§ Exercise
For every entry that follows, return the words exactly and omit any picture.

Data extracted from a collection
= Beginning of Section =
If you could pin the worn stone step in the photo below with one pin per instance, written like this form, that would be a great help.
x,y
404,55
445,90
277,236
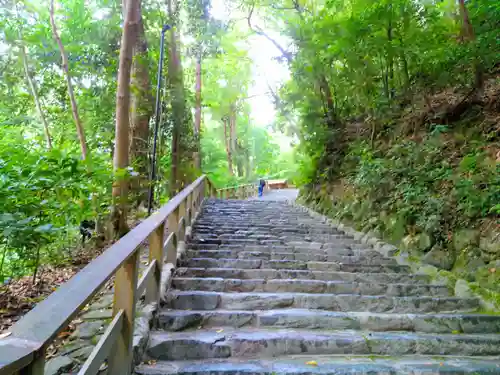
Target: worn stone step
x,y
177,320
199,300
318,256
306,286
327,365
254,343
240,273
291,264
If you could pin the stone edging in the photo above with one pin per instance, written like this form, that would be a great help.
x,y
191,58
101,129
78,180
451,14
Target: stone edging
x,y
389,250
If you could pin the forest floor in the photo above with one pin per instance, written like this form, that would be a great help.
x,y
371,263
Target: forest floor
x,y
17,297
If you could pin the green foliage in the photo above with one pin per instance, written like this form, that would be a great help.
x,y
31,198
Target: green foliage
x,y
44,197
422,185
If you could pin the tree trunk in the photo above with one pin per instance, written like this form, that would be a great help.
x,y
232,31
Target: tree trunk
x,y
232,128
227,143
121,156
65,67
34,92
469,35
390,56
141,104
176,88
197,115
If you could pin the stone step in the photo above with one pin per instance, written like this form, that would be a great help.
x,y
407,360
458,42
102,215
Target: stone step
x,y
306,286
240,273
317,256
283,246
291,264
254,343
177,320
327,365
200,300
256,227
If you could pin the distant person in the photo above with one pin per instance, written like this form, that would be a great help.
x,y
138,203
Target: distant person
x,y
262,184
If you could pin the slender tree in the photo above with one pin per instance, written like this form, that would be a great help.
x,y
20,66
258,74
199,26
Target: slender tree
x,y
65,66
141,104
121,154
197,113
34,93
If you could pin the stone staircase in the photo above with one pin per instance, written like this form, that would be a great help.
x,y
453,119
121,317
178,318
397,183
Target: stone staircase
x,y
264,288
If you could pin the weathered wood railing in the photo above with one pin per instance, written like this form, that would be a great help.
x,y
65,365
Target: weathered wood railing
x,y
23,350
239,192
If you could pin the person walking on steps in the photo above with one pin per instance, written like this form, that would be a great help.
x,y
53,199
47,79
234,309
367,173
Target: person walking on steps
x,y
262,184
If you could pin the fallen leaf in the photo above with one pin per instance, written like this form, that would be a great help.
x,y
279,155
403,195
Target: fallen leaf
x,y
64,334
4,335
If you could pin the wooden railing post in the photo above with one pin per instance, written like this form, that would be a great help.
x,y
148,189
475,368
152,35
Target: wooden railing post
x,y
172,222
189,209
37,367
155,254
120,359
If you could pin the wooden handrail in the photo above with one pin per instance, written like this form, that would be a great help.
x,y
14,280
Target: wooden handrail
x,y
23,350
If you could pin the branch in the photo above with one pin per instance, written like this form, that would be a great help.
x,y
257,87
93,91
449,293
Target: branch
x,y
74,106
256,29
= End of Section =
§ Result
If you could pin the worn stone step in the photo below with one pin per instance, written like this form, that would be a great help.
x,y
404,55
445,90
277,236
Target: worn stone step
x,y
177,320
199,300
318,256
306,286
327,365
254,343
240,273
291,264
If you could pin the stone edging in the photo above with one pin per instance, written like this form, that would be a great help.
x,y
191,58
101,129
78,180
451,14
Target: stone edging
x,y
389,250
If you could pin the forest floor in the photo above with one pin per instance, written like this form, that would be a great help.
x,y
371,263
Target: forest floor
x,y
17,297
If you could pin the green foliage in the photo above with one pin per instance, written like this form, that would be a great help.
x,y
31,198
Target: green foliage
x,y
44,197
422,185
If you could pin the tree trunk in the photo above with one pin per instance, written like this form, that would be a great help.
x,y
232,31
Target: tree trunk
x,y
232,128
227,143
121,156
65,67
34,92
469,35
390,56
141,104
176,88
197,115
If you could pin the stone step in the photo above with one pin per instance, written like this form, that would be a great help.
x,y
407,360
458,42
102,215
Target: stone step
x,y
306,286
240,273
317,256
283,246
291,264
254,343
177,320
327,365
200,300
256,227
If you could pin the distant person in the photo above with one pin per instance, written like this form, that would be a great help.
x,y
138,203
Target: distant person
x,y
262,184
If you could pin the slender tree in the photo above with one pin per instance, written like this form, that would be a great help.
x,y
20,66
258,74
199,26
Target: slender tree
x,y
65,66
141,104
121,154
197,113
34,93
If you could pin the stone staircase in the photo above with one pin per instance, written like this form, that would be a great help.
x,y
453,119
121,317
178,318
397,183
Target: stone staircase
x,y
264,288
If you could pin the weathered wood railing in the photo above with one pin per instance, written like this form, that would be a great help.
x,y
65,365
Target: weathered wood railing
x,y
23,350
239,192
If you could pin the person walking on steps in the photo above with one pin per instance, written like this form, that would be a great help.
x,y
53,199
47,79
234,309
367,173
Target: person walking on steps
x,y
262,184
If you could pin the fallen leaf in the photo above with one pin per instance, written like this form, that would be a great help.
x,y
279,155
403,195
Target: fallen leaf
x,y
64,334
4,335
If you could pin the wooden railing post in the photo above with one pin per instance, written like this form, that would be a great help.
x,y
148,189
475,368
152,35
Target: wooden railing post
x,y
172,222
189,209
37,367
155,254
120,359
If you could pin the wooden handrail in the photo above with one pin per instance, written like this form, that would be a great help.
x,y
14,280
Target: wooden handrail
x,y
23,350
If you could pin the branch in the photo above with one pin per instance, written like this form, that would be a great help.
x,y
257,87
93,91
449,293
Target: branch
x,y
74,106
256,29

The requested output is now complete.